PROBLEMS AND TASKS ::
**A.** Answer these questions from the post on lessons for a new regulatory era:
(i) What are Medication Guides?
(ii) At what conference, and in what year, did the writer speak?
(iii) What topic did the writer speak about there?
**B.** The post on lessons for a new regulatory era describes the more serious measures discussed at the conference. List every one of them.
**C.** Rewrite everything from "Lessons for a" down to "must be evaluated." in the post on lessons for a new regulatory era, putting "Patient Information Sheets" in place of "Medication Guides".

STUDY TEXT ::
Lessons for a New Regulatory Era, Part 2

J0387276 Risk management is an iterative process, as the FDA likes to say. There are a broad spectrum of activities that comprise efforts at managing risk. There is the product labeling and within that there is the Black Box Warning (see posting of February 21). There are Medication Guides, which are printouts of information which are attached with every prescription. There are little stickers on the bottles warning you of drowsiness, not to drive, not to drink, not to take while nursing. There are Dear Doctor and Dear Healthcare professional letters. Risk management is not the event of instituting a precaution, it is an event which must be evaluated.

I was a speaker at the NIH conference on risk management for thalidomide in 1997. I spoke about patient and provider rights and responsibilities. There we talked about the more serious stuff – the use of birth control methods, the restriction on prescribers, prescriber education programs, prescriptions that are only good for one course of dosing, physician/patient contracts.

STUDY MATERIAL ::

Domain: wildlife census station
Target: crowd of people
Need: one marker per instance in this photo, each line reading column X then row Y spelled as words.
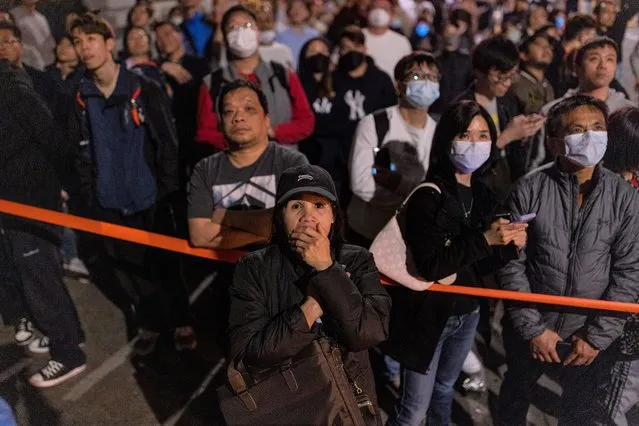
column 297, row 130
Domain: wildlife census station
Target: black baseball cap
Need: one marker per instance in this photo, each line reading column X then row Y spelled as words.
column 305, row 178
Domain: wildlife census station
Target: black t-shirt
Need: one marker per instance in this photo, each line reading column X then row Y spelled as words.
column 216, row 182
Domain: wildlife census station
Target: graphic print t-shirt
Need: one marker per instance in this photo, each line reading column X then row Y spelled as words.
column 216, row 182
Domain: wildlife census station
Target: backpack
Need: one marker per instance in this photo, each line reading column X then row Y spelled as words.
column 218, row 81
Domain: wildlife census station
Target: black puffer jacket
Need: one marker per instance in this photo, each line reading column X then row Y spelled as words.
column 443, row 242
column 266, row 323
column 32, row 151
column 590, row 251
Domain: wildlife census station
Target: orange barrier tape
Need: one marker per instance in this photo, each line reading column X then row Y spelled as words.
column 232, row 256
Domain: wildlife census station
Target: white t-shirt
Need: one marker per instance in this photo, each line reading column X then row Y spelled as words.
column 35, row 32
column 409, row 149
column 387, row 49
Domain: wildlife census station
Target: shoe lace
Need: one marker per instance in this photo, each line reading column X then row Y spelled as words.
column 52, row 368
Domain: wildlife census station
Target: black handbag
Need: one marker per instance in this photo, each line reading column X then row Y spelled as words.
column 312, row 388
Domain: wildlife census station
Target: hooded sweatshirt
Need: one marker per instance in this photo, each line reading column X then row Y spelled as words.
column 32, row 153
column 615, row 101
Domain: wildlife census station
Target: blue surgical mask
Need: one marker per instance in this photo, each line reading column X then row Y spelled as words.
column 586, row 149
column 422, row 93
column 469, row 156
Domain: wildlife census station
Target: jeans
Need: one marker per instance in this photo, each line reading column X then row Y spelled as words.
column 433, row 392
column 36, row 262
column 393, row 369
column 579, row 385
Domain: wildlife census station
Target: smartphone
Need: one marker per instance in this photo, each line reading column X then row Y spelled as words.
column 524, row 218
column 563, row 349
column 383, row 160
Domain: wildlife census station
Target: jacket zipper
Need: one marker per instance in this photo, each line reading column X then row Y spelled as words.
column 574, row 239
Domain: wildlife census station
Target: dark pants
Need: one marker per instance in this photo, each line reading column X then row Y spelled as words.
column 141, row 272
column 41, row 294
column 578, row 384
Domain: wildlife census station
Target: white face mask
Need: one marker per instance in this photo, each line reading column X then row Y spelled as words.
column 469, row 156
column 586, row 149
column 379, row 18
column 268, row 36
column 242, row 41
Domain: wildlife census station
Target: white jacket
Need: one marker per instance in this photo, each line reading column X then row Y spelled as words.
column 372, row 205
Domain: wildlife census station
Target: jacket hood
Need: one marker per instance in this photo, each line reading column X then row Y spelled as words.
column 11, row 75
column 615, row 100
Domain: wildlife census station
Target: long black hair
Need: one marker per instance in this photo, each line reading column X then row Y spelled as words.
column 454, row 122
column 622, row 154
column 325, row 85
column 279, row 236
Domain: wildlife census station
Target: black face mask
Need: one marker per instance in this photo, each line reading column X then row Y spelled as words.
column 350, row 61
column 317, row 63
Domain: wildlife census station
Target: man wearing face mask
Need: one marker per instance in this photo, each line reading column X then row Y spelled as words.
column 384, row 45
column 360, row 89
column 291, row 117
column 596, row 64
column 582, row 243
column 403, row 135
column 456, row 70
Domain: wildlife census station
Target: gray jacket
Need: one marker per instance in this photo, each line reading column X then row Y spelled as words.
column 590, row 252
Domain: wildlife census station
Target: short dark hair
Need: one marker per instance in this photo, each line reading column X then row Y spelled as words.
column 92, row 23
column 597, row 43
column 495, row 52
column 159, row 24
column 454, row 122
column 525, row 45
column 622, row 154
column 415, row 58
column 232, row 11
column 11, row 26
column 555, row 117
column 577, row 24
column 352, row 33
column 238, row 84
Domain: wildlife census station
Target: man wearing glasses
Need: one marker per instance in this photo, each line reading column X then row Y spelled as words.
column 391, row 149
column 495, row 64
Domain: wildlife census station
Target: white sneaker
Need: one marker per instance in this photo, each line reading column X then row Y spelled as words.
column 24, row 333
column 54, row 373
column 40, row 345
column 76, row 266
column 472, row 364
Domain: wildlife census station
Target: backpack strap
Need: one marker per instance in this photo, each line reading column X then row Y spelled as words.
column 382, row 125
column 217, row 81
column 418, row 187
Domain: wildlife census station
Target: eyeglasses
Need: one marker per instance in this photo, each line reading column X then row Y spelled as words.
column 416, row 76
column 247, row 24
column 5, row 41
column 502, row 78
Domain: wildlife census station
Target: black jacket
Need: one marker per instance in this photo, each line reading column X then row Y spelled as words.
column 160, row 143
column 32, row 151
column 443, row 242
column 267, row 326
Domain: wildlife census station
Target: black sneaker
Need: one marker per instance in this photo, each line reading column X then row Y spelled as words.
column 24, row 332
column 184, row 338
column 145, row 343
column 54, row 373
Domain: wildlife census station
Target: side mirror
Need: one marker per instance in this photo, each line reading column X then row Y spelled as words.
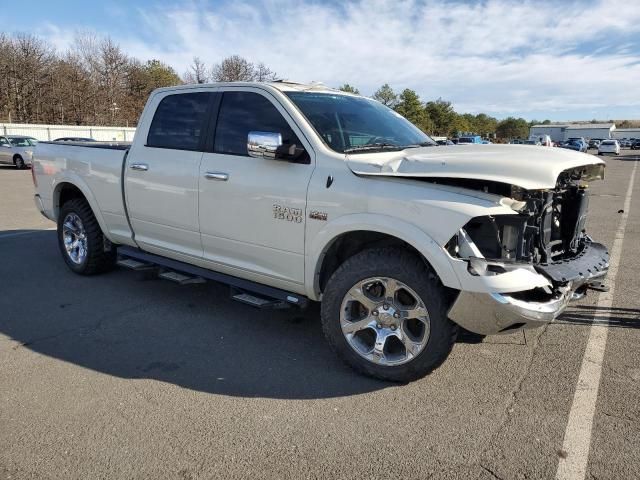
column 264, row 144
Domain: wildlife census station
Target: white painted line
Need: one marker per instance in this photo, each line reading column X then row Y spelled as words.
column 577, row 436
column 17, row 234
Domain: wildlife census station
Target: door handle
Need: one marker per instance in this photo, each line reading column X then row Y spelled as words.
column 223, row 177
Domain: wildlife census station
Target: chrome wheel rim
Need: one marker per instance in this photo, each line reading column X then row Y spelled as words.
column 74, row 238
column 384, row 321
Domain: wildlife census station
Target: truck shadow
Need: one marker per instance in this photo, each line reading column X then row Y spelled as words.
column 594, row 315
column 131, row 326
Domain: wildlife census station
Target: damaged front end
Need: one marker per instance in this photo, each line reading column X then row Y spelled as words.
column 545, row 239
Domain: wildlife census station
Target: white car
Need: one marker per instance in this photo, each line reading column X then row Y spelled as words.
column 17, row 150
column 609, row 146
column 297, row 193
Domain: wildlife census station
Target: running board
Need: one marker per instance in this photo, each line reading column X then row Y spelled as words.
column 253, row 289
column 134, row 264
column 180, row 278
column 259, row 302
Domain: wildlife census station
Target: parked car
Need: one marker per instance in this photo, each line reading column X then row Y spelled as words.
column 74, row 139
column 293, row 194
column 477, row 139
column 542, row 140
column 577, row 145
column 609, row 146
column 17, row 150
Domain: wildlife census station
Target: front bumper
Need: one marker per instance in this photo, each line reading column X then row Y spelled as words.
column 491, row 313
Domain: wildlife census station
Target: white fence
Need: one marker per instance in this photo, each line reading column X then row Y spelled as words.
column 51, row 132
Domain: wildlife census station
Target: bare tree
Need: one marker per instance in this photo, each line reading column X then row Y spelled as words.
column 197, row 72
column 94, row 82
column 262, row 73
column 233, row 69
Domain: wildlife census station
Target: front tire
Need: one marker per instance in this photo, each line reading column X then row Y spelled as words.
column 384, row 313
column 81, row 240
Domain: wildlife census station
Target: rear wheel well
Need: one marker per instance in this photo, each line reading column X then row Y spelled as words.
column 351, row 243
column 66, row 192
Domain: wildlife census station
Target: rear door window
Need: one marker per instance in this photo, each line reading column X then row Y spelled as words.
column 244, row 112
column 180, row 121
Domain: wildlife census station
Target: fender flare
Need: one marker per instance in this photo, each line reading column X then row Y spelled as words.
column 75, row 180
column 407, row 232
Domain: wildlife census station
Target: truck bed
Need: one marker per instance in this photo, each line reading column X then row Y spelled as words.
column 93, row 167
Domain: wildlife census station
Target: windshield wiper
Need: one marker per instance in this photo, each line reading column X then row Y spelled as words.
column 373, row 146
column 421, row 144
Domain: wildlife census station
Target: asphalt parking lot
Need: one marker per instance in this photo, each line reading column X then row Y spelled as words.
column 127, row 376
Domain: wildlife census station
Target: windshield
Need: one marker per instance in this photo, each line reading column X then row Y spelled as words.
column 351, row 124
column 21, row 142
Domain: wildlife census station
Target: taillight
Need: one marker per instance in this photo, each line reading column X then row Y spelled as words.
column 33, row 174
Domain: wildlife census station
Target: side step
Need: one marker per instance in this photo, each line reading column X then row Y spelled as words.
column 259, row 302
column 180, row 278
column 134, row 264
column 245, row 291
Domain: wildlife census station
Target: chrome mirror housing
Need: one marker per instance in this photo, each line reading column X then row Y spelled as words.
column 263, row 144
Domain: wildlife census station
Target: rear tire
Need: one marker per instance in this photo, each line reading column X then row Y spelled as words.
column 418, row 285
column 81, row 240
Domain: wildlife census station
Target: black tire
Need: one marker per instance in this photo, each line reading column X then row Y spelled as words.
column 410, row 270
column 96, row 260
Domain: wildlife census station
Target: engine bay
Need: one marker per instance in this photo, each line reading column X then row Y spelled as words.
column 548, row 230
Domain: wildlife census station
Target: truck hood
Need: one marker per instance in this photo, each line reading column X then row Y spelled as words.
column 529, row 167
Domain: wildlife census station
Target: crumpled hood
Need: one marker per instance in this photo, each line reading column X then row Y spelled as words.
column 529, row 167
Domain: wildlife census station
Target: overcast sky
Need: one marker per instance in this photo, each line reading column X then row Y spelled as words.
column 557, row 59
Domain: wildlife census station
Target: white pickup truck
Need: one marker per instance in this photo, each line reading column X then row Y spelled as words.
column 293, row 193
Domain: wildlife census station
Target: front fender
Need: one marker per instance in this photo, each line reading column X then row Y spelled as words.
column 392, row 226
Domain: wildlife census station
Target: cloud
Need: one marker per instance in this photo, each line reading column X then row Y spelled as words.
column 496, row 56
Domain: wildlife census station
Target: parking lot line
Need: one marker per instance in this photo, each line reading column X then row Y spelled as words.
column 17, row 234
column 577, row 437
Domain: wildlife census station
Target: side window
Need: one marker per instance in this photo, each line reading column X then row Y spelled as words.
column 179, row 121
column 244, row 112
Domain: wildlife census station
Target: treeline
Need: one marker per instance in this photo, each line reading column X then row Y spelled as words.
column 438, row 117
column 94, row 82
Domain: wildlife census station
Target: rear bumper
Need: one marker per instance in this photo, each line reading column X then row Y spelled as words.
column 492, row 313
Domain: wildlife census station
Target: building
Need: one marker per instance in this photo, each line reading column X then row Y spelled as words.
column 564, row 131
column 51, row 132
column 627, row 133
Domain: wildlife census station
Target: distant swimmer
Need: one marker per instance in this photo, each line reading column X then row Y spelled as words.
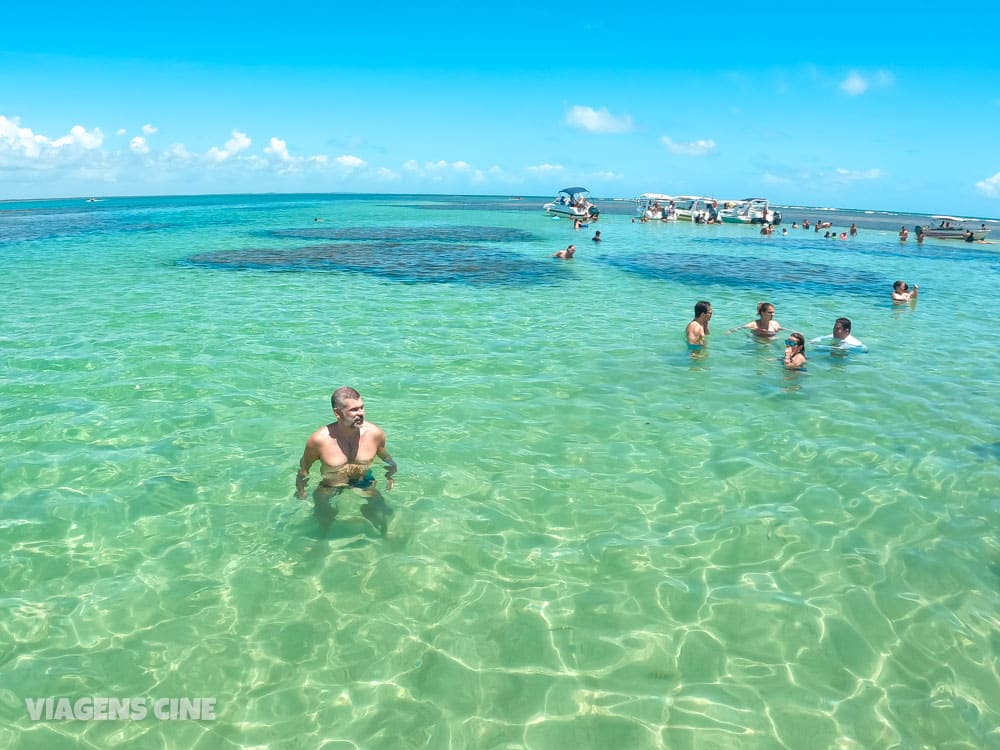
column 765, row 325
column 697, row 330
column 345, row 449
column 795, row 351
column 840, row 338
column 901, row 292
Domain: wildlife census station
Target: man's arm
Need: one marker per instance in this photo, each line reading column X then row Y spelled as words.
column 390, row 465
column 309, row 457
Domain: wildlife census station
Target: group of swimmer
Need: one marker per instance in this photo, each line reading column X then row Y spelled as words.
column 765, row 326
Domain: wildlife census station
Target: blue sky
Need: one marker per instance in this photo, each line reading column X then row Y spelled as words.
column 850, row 105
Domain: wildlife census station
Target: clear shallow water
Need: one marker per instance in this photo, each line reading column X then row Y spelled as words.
column 599, row 540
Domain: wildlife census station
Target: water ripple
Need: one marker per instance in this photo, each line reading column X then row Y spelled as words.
column 410, row 262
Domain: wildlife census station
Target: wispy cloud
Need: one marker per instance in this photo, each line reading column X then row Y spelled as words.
column 544, row 169
column 848, row 175
column 990, row 187
column 278, row 149
column 857, row 83
column 350, row 162
column 772, row 179
column 702, row 147
column 598, row 120
column 239, row 142
column 19, row 143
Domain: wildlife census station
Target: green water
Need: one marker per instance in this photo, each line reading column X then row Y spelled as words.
column 599, row 540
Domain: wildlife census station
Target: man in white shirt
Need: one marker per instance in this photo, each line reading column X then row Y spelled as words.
column 841, row 337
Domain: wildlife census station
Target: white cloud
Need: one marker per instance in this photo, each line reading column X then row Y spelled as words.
column 278, row 149
column 544, row 169
column 856, row 84
column 701, row 147
column 990, row 187
column 847, row 175
column 239, row 142
column 350, row 162
column 79, row 136
column 598, row 121
column 437, row 170
column 22, row 143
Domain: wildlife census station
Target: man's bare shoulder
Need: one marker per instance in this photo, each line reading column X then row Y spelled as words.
column 322, row 435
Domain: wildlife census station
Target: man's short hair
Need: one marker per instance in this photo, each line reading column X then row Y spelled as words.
column 341, row 395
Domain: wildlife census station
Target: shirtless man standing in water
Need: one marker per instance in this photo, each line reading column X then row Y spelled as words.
column 345, row 450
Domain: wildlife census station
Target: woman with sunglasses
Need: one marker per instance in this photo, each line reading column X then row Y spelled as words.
column 795, row 351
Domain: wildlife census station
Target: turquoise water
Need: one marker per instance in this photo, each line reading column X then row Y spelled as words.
column 599, row 540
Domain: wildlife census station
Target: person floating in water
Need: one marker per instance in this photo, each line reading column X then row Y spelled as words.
column 345, row 449
column 795, row 351
column 765, row 325
column 697, row 330
column 841, row 339
column 901, row 292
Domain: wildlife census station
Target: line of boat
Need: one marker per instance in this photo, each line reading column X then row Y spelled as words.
column 573, row 203
column 704, row 209
column 953, row 228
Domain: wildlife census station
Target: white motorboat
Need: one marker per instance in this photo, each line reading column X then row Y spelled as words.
column 573, row 203
column 952, row 228
column 655, row 207
column 694, row 208
column 750, row 211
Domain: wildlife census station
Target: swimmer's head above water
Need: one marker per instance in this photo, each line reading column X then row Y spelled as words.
column 348, row 406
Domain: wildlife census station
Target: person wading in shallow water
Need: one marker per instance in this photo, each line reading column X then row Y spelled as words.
column 345, row 449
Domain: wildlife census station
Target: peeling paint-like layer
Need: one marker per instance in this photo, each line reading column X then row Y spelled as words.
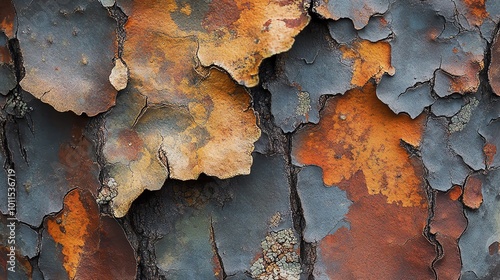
column 447, row 225
column 477, row 244
column 68, row 50
column 8, row 27
column 85, row 243
column 45, row 175
column 319, row 65
column 235, row 35
column 359, row 11
column 324, row 207
column 358, row 145
column 379, row 239
column 228, row 220
column 421, row 52
column 358, row 132
column 494, row 70
column 174, row 119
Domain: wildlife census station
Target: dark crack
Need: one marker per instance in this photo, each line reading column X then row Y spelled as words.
column 215, row 249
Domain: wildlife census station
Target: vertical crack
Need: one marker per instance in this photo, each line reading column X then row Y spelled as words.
column 307, row 250
column 431, row 199
column 215, row 250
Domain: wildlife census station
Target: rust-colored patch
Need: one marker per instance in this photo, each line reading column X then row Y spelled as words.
column 476, row 11
column 229, row 33
column 473, row 196
column 494, row 248
column 73, row 226
column 222, row 14
column 490, row 150
column 91, row 244
column 371, row 60
column 455, row 193
column 23, row 267
column 112, row 257
column 127, row 147
column 385, row 241
column 181, row 114
column 7, row 18
column 469, row 80
column 494, row 70
column 448, row 224
column 372, row 134
column 5, row 55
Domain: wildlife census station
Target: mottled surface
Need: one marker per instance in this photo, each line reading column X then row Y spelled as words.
column 68, row 51
column 367, row 147
column 235, row 35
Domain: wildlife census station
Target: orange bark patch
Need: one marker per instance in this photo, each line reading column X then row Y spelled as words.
column 490, row 150
column 229, row 32
column 473, row 196
column 359, row 132
column 72, row 227
column 91, row 244
column 448, row 224
column 174, row 119
column 385, row 241
column 7, row 17
column 80, row 166
column 476, row 11
column 494, row 70
column 370, row 60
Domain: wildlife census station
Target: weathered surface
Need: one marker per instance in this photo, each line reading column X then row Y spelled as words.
column 357, row 144
column 422, row 52
column 358, row 11
column 324, row 207
column 318, row 65
column 68, row 50
column 8, row 27
column 364, row 193
column 235, row 35
column 44, row 176
column 447, row 225
column 85, row 243
column 494, row 70
column 479, row 243
column 213, row 237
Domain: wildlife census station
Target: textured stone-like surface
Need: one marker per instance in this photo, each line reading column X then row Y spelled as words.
column 421, row 52
column 44, row 176
column 357, row 144
column 480, row 255
column 318, row 65
column 494, row 70
column 173, row 120
column 359, row 11
column 447, row 224
column 235, row 35
column 359, row 132
column 85, row 243
column 8, row 28
column 226, row 217
column 324, row 206
column 68, row 50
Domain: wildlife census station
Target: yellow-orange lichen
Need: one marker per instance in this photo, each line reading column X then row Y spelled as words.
column 359, row 132
column 371, row 60
column 72, row 227
column 229, row 32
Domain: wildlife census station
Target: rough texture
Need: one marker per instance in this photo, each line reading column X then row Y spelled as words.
column 85, row 243
column 63, row 68
column 367, row 148
column 356, row 150
column 235, row 35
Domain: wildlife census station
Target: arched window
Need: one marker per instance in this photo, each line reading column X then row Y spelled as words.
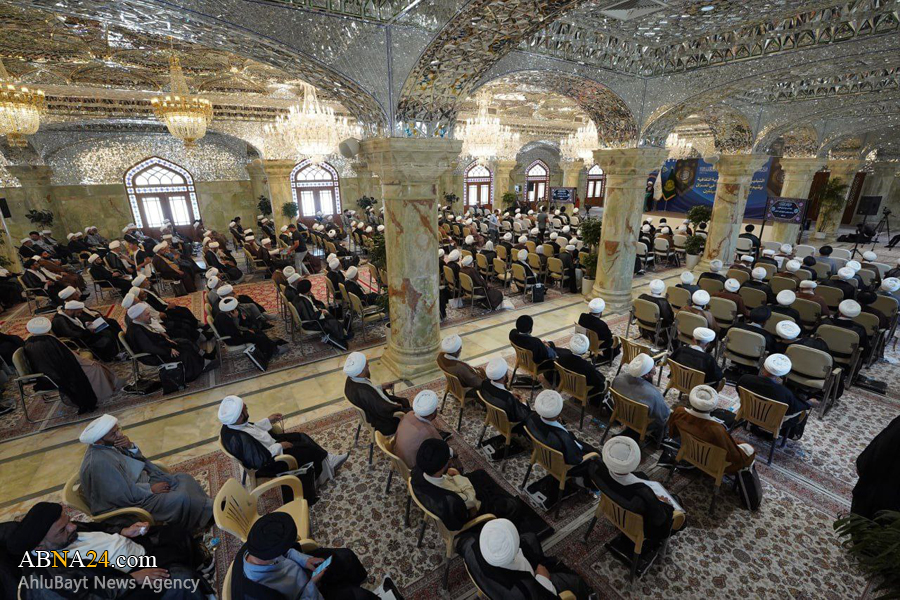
column 537, row 178
column 159, row 190
column 315, row 188
column 478, row 188
column 596, row 187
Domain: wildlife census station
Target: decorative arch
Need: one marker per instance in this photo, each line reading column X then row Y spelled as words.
column 158, row 191
column 316, row 187
column 478, row 186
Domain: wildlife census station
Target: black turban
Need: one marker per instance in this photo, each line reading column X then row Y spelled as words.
column 272, row 536
column 524, row 324
column 760, row 314
column 433, row 455
column 34, row 527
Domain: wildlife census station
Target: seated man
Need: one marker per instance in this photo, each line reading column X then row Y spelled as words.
column 544, row 425
column 448, row 360
column 494, row 391
column 698, row 357
column 513, row 568
column 591, row 320
column 714, row 267
column 378, row 405
column 757, row 283
column 416, row 427
column 636, row 383
column 175, row 555
column 770, row 384
column 255, row 445
column 270, row 566
column 114, row 474
column 596, row 382
column 698, row 422
column 618, row 477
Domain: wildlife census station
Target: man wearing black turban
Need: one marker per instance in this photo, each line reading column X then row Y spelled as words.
column 47, row 527
column 273, row 566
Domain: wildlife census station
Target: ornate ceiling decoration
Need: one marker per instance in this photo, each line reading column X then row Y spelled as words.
column 467, row 46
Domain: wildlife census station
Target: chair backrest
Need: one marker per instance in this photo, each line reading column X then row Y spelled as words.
column 752, row 297
column 633, row 415
column 707, row 457
column 763, row 412
column 678, row 297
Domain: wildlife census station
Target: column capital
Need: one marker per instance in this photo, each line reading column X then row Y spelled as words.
column 739, row 165
column 627, row 162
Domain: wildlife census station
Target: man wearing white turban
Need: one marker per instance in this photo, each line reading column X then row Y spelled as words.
column 770, row 383
column 258, row 446
column 636, row 382
column 378, row 402
column 698, row 421
column 507, row 564
column 114, row 474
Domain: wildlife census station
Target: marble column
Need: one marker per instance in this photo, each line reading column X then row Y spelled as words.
column 845, row 170
column 798, row 176
column 732, row 189
column 626, row 179
column 278, row 179
column 408, row 170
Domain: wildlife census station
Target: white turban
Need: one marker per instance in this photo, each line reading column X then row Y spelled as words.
column 137, row 310
column 704, row 335
column 230, row 410
column 354, row 364
column 704, row 398
column 787, row 330
column 548, row 404
column 640, row 365
column 39, row 325
column 97, row 429
column 451, row 344
column 849, row 308
column 496, row 369
column 228, row 304
column 700, row 297
column 579, row 344
column 425, row 403
column 621, row 455
column 786, row 297
column 778, row 365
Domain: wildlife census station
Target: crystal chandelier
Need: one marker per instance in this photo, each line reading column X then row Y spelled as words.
column 185, row 116
column 581, row 144
column 311, row 129
column 20, row 109
column 484, row 138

RESPONSES TO THE EXERCISE ::
**A.**
(i) Printouts of information attached with every prescription.
(ii) The NIH conference on risk management for thalidomide, in 1997.
(iii) Patient and provider rights and responsibilities.

**B.**
- The use of birth control methods
- The restriction on prescribers
- Prescriber education programs
- Prescriptions that are only good for one course of dosing
- Physician/patient contracts

**C.**
Lessons for a New Regulatory Era, Part 2

J0387276 Risk management is an iterative process, as the FDA likes to say. There are a broad spectrum of activities that comprise efforts at managing risk. There is the product labeling and within that there is the Black Box Warning (see posting of February 21). There are Patient Information Sheets, which are printouts of information which are attached with every prescription. There are little stickers on the bottles warning you of drowsiness, not to drive, not to drink, not to take while nursing. There are Dear Doctor and Dear Healthcare professional letters. Risk management is not the event of instituting a precaution, it is an event which must be evaluated.